>> Start Source excerpt
15 great value and free family days out to enjoy over half-term

Keep the kids busy for less - our guide to free days out and cheap entertainment that won’t break the bank

Mother and daughters eating sandwiches on car boot
(Image credit: Getty)

Keeping the kids busy over the half-term holiday can be costly. Here are some easy ways to get free tickets for days out and find cheap entertainment that won’t break the bank.

The May half-term is a chance to get out and take advantage of longer days and better weather (hopefully!), but packing in a few day trips can prove expensive.

If you’re struggling to find cheap entertainment for children of different ages, we’ve found 15 ways to enjoy free or cheap days out so you should still have enough in your purse for a round of ice creams.

1. Free theme park tickets

If you’re planning to visit one of the UK’s big theme parks like Alton Towers or Thorpe Park, you could pay more than £270 for a family of four to get through the gate, but there are several ways to save.

You can still swap Tesco Clubcard vouchers for triple their value when exchanging them for theme park tickets at places including Alton Towers, Chessington, Thorpe Park, Legoland and Drayton Manor. And even if you’re not planning to go there until the summer, it’s worth swapping them before 14 June to get triple value plus a year to use your tickets.

Pre-booking tickets in advance, rather than paying at the gate, can save nearly 50% at Alton Towers with advance prices from £36 compared with a gate price which starts from £68.

There are also half-price ticket deals with promotional packs of Carex hand wash. Look out for the special packs – typically the 500ml size that costs around £1.80.
>> End Source excerpt
>> Start Supplied information
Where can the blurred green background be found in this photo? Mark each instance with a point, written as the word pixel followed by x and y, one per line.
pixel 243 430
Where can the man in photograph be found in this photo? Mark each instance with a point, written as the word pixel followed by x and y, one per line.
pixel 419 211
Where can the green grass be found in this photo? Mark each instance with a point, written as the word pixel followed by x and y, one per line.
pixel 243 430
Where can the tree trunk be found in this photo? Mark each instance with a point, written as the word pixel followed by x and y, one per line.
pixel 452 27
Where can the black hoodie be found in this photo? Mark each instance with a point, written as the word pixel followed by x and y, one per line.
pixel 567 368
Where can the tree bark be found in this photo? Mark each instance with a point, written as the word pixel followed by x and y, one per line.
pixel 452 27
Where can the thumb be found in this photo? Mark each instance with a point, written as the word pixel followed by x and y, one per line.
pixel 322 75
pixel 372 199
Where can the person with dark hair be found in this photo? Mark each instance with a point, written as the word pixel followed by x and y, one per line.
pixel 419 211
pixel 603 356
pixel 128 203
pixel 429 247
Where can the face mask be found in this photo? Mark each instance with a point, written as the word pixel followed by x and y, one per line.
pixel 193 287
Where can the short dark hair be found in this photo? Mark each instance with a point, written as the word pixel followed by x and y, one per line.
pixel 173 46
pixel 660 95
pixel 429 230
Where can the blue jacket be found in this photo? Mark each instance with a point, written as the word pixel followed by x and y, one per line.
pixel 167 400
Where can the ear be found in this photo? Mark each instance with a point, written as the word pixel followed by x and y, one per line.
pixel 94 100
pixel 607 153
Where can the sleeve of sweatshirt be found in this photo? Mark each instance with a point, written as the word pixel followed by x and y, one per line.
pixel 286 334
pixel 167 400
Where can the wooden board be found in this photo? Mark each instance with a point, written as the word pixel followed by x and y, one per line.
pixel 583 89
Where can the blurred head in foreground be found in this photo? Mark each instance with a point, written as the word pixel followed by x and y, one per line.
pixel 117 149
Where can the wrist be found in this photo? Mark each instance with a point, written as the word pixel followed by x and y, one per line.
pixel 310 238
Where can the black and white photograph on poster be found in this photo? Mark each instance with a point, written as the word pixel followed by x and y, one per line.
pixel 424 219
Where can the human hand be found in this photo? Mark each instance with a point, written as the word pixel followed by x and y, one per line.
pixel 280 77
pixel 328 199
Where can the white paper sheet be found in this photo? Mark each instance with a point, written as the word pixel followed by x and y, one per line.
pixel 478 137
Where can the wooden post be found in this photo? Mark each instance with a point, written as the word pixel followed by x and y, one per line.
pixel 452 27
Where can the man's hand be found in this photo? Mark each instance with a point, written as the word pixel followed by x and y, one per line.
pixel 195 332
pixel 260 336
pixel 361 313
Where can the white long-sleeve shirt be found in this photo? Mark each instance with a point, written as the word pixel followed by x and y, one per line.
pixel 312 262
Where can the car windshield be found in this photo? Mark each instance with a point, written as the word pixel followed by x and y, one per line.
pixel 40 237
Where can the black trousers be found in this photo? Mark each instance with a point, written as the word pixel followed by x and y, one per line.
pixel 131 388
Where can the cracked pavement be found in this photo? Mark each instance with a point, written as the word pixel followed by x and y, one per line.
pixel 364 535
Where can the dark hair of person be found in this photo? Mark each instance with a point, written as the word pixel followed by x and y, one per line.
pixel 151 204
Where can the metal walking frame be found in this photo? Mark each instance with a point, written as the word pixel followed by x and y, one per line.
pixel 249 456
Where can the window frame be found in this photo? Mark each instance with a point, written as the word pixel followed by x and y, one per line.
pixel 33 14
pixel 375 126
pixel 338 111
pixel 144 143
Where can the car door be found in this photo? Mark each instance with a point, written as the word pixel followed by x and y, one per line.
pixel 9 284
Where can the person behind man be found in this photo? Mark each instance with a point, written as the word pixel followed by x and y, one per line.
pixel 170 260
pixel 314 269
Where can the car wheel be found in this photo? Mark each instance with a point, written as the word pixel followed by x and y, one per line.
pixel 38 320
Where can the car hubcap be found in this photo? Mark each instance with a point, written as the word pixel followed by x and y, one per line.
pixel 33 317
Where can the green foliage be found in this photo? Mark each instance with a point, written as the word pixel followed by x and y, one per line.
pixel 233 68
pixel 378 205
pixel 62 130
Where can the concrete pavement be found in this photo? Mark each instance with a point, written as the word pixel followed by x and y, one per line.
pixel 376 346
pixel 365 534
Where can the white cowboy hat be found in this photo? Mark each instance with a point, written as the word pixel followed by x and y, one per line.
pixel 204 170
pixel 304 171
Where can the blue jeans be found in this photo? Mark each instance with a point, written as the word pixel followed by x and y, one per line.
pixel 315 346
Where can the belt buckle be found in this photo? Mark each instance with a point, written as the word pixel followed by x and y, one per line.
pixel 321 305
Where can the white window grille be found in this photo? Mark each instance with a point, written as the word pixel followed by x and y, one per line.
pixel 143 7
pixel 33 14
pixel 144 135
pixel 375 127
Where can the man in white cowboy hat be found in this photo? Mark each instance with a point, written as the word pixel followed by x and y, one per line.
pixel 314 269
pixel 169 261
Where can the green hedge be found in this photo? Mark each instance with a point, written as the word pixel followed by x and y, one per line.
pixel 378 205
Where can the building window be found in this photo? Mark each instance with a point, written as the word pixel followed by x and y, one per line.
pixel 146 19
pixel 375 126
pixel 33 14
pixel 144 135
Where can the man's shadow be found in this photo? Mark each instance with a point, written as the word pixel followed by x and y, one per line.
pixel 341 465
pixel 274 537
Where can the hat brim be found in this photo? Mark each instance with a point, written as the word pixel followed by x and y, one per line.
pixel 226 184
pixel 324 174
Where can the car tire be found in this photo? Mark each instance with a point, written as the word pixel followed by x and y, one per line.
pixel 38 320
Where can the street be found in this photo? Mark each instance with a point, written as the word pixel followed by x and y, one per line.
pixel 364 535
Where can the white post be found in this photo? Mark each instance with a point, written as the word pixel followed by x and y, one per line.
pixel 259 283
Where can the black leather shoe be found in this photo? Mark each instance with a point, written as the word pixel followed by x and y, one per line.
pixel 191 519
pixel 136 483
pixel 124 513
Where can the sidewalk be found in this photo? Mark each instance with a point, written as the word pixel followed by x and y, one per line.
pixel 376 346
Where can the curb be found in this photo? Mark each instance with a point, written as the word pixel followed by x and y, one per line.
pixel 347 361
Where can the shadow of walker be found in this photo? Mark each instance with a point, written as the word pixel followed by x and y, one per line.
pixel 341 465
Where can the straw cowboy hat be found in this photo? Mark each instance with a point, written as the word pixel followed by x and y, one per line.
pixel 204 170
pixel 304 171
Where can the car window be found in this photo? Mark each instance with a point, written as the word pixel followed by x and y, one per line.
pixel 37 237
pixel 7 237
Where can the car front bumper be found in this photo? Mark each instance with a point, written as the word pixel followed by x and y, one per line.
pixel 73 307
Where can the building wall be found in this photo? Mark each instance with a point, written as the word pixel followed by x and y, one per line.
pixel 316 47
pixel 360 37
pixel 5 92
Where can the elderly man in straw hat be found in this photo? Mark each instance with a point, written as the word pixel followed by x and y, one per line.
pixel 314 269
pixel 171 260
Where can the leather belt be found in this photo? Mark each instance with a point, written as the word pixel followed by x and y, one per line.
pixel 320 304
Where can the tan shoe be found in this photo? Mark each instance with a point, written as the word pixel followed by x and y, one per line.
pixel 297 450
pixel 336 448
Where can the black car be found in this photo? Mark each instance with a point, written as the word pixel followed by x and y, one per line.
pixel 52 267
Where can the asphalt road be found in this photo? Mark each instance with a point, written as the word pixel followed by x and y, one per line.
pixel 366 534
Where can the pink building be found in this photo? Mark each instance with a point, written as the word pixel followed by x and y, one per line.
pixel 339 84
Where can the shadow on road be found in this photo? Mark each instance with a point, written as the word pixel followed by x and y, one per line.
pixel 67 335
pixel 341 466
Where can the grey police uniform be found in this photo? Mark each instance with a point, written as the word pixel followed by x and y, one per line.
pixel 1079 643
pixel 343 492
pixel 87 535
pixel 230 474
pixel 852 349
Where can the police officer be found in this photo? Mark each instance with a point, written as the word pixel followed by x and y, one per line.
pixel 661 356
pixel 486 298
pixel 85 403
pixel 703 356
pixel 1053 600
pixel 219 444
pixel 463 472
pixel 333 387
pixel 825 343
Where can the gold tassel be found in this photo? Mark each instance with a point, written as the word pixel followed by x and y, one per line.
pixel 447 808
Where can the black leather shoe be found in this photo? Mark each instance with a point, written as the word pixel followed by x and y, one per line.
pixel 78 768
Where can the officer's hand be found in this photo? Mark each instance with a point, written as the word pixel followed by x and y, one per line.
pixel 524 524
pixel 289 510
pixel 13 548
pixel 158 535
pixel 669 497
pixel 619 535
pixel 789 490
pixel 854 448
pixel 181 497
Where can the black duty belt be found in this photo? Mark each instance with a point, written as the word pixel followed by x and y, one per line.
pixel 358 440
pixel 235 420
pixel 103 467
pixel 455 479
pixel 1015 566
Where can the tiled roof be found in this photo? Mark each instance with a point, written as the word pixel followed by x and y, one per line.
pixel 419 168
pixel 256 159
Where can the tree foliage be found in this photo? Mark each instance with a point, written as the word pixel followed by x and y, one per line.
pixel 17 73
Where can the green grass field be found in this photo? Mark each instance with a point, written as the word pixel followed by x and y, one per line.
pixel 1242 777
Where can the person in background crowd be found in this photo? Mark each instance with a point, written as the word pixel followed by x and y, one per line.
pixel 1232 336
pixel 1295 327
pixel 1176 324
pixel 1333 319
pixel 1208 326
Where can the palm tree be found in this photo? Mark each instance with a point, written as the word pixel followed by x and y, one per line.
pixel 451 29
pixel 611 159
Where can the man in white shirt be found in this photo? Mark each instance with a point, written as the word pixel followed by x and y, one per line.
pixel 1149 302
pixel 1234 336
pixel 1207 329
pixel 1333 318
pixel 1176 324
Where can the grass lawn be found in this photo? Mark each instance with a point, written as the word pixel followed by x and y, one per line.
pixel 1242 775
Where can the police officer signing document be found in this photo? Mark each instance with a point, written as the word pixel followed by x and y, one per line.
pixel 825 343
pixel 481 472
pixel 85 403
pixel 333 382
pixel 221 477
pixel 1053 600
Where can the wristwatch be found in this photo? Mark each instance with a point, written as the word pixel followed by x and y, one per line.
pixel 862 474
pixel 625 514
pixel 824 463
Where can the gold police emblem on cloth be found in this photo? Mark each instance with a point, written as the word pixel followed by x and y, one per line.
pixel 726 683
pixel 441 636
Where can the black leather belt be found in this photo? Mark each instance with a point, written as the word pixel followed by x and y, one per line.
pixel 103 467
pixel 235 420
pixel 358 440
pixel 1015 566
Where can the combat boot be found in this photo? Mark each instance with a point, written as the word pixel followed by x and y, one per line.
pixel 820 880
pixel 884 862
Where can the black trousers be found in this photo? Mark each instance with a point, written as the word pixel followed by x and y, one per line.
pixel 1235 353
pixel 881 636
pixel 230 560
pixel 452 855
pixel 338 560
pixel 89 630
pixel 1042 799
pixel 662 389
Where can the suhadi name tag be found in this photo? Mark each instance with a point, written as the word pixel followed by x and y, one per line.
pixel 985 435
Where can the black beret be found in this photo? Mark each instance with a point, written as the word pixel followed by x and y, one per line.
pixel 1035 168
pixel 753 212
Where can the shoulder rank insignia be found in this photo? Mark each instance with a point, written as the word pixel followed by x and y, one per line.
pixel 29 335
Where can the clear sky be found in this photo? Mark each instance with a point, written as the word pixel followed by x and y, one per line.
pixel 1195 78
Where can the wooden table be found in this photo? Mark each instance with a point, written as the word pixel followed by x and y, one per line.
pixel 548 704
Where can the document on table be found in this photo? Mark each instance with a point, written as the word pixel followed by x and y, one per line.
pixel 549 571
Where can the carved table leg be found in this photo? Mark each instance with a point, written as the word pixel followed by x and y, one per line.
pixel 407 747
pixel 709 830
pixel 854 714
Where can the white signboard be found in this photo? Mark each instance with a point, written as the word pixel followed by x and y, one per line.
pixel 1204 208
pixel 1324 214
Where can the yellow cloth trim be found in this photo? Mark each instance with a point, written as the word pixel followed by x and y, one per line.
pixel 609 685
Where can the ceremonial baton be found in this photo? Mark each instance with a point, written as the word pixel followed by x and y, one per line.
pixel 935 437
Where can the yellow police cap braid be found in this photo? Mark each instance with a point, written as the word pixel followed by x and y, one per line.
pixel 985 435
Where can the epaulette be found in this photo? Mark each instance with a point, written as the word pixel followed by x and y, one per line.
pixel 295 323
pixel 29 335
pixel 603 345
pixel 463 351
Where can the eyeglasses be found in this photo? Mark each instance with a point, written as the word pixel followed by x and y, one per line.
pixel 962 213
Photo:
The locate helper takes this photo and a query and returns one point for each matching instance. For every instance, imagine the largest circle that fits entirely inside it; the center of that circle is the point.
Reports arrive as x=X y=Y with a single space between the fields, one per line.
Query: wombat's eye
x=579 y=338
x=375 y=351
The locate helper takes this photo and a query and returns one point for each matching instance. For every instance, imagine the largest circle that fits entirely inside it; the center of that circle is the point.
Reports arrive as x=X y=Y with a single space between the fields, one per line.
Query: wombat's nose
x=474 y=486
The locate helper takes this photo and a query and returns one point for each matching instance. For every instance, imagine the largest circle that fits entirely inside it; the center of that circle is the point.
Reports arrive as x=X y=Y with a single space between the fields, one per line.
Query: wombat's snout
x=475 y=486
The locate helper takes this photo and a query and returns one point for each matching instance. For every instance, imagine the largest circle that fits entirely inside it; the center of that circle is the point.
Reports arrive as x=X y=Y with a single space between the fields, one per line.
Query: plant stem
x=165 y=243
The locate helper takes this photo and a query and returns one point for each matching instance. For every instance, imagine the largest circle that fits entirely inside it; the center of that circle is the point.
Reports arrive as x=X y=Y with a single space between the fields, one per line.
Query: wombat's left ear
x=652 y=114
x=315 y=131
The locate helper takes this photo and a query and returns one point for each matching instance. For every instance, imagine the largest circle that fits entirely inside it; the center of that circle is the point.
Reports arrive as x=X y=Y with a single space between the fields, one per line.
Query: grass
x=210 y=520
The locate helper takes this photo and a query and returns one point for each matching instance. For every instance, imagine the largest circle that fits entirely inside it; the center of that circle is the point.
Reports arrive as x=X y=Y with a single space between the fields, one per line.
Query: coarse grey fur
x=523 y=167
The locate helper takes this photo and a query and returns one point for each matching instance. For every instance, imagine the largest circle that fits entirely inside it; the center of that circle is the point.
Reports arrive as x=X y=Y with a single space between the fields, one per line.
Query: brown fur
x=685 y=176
>> End Supplied information
The exercise: List every theme park named in the half-term days-out guide.

Output of the task: Alton Towers, Thorpe Park, Chessington, Legoland, Drayton Manor